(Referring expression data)
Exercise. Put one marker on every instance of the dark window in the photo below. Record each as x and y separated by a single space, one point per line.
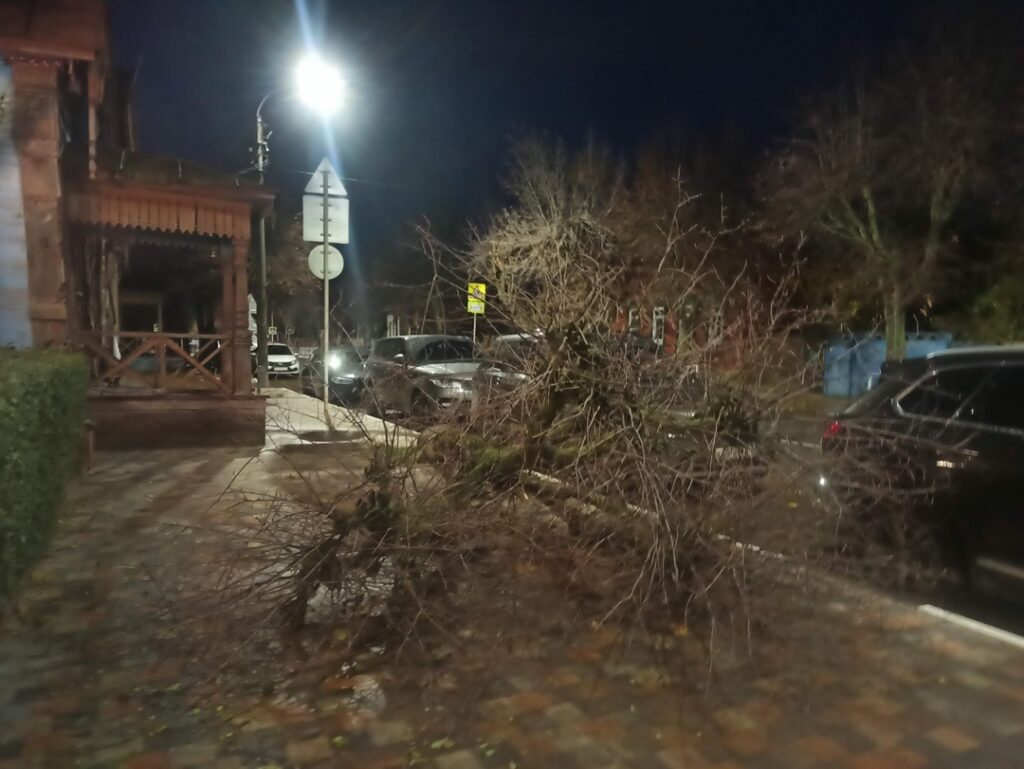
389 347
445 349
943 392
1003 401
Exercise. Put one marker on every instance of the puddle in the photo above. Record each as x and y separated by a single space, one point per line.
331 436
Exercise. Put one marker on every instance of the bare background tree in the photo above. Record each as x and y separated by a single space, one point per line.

Work item: Could you copy each line above exactly as written, minus any pictures?

Reply:
Exercise. Put one marker on every instance of the dark window in the photo below. Record each as x and y separated by a single space, one point per line.
389 347
445 349
943 392
1003 401
Exercise. Put one marker on every instance of the puddle in the photo above. Record each as x and y separated by a single space, one point per line.
331 436
Exercise. Put one marker on every instance of the bare background tree in the photo above. Record each as x and y separated by a single space, one point per line.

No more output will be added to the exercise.